DOCUMENT EXCERPT:

Rambling Man: Help! How Do I Interview For My Dream Job While At My Day Job?

by Joshua Michtom

Rambling Man,

Since Confused wrote in about her dream job, I got inspired to apply to mine. The great news is I already have an interview. Here are the snarly parts:

I just started a new job about two months ago. I was an associate at a mid-sized insurance mill for a year. Now, I’m an associate at a small firm. I have already figured out that the culture of the new firm is just as dysfunctional as the last, just with a different flavor. The question isn’t whether I should leave. I got that part figured out. It’s how to go on the interview for my dream job, bearing in mind I am not entitled to personal or sick days at the moment. My pay gets docked (whatever), and I got the third degree from the partner I take orders from the last time I had an “appointment” (not for a dream job but for a more palatable one).

In true lawyer fashion, I present the following issues. First, how do I manage to get to this interview for my dream job without upsetting this current gig, in case the dream job doesn’t pan out? Second, I’d like your input on phrasing during the interview about why I’m gunning for the dream job when I’m only two months into this one.

Thank you, Rambling Man!

Sincerely,

A Terrible Liar

*

Since you have framed your question in a lawyerly fashion, I will offer a judicial, and hopefully judicious, answer.

EXTRACTED MATERIAL:
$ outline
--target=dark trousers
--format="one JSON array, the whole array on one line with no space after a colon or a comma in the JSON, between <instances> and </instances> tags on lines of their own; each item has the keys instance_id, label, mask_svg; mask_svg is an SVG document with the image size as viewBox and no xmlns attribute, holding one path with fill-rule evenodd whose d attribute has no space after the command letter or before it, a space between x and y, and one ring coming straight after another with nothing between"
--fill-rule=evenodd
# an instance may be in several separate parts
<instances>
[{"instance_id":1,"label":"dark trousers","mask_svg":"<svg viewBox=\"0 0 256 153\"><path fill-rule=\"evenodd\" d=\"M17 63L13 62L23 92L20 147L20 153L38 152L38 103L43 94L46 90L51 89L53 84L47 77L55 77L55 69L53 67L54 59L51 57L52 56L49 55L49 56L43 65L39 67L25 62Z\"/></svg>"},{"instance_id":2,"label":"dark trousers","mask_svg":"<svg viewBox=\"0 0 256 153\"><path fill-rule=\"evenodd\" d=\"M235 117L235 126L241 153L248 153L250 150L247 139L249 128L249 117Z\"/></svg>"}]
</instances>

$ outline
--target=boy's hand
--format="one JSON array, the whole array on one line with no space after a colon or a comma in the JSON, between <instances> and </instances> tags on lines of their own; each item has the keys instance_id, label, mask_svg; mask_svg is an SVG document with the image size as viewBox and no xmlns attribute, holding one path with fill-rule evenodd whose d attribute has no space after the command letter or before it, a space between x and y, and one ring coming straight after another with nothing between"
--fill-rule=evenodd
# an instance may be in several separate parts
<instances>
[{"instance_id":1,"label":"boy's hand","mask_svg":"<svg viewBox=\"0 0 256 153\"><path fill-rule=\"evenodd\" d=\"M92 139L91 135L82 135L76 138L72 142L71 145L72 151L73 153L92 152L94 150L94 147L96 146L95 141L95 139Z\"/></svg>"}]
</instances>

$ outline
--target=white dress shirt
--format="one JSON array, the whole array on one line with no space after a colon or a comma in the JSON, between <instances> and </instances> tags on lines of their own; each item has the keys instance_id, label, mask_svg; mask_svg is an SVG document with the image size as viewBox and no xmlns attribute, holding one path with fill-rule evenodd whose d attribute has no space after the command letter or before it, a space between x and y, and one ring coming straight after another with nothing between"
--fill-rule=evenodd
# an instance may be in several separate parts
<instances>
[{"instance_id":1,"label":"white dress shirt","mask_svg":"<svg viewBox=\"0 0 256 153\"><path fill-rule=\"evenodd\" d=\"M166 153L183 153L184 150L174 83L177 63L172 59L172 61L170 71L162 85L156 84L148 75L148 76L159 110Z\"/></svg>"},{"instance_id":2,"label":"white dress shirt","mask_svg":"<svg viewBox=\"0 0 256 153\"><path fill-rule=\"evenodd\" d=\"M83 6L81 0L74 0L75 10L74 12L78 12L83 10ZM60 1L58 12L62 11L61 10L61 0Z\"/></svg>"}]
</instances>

EXERCISE INSTRUCTIONS:
A) Copy word for word the part of the advice column that begins with the words containing "In true lawyer" and ends with "hopefully judicious, answer.".
B) Write down every name or pen name that the advice column uses for a person.
The records have nothing to do with what's asked here.

RESULTS OF THE TASKS:
A)
In true lawyer fashion, I present the following issues. First, how do I manage to get to this interview for my dream job without upsetting this current gig, in case the dream job doesn’t pan out? Second, I’d like your input on phrasing during the interview about why I’m gunning for the dream job when I’m only two months into this one.

Thank you, Rambling Man!

Sincerely,

A Terrible Liar

*

Since you have framed your question in a lawyerly fashion, I will offer a judicial, and hopefully judicious, answer.

B)
Joshua Michtom
Rambling Man
Confused
A Terrible Liar